### GOAL OF THE EXERCISE
Leaving out any pictures, print the entries that follow exactly as they stand.

Segment Start: DATA

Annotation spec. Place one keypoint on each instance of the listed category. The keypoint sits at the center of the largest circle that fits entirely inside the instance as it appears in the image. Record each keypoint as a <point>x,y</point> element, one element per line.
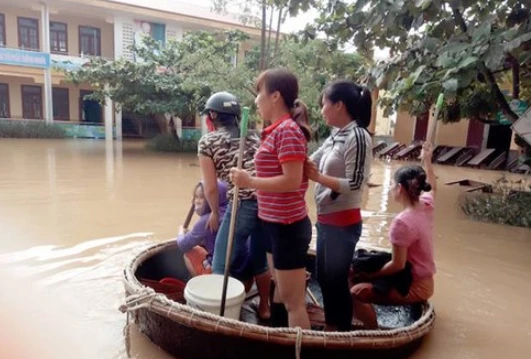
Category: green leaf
<point>494,56</point>
<point>423,4</point>
<point>445,61</point>
<point>482,31</point>
<point>511,45</point>
<point>451,85</point>
<point>467,62</point>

Segment End: DATA

### ANSWER TO THIS EXERCISE
Annotation spec. Place one keypoint on each instance of the listed category. The keypoint sits at the center of the largest circle that fits entirely inside the instance as it appears in the image. Record each keypoint as a <point>x,y</point> element, one element per line.
Category: green leaf
<point>494,56</point>
<point>423,4</point>
<point>445,61</point>
<point>482,31</point>
<point>511,45</point>
<point>451,85</point>
<point>467,62</point>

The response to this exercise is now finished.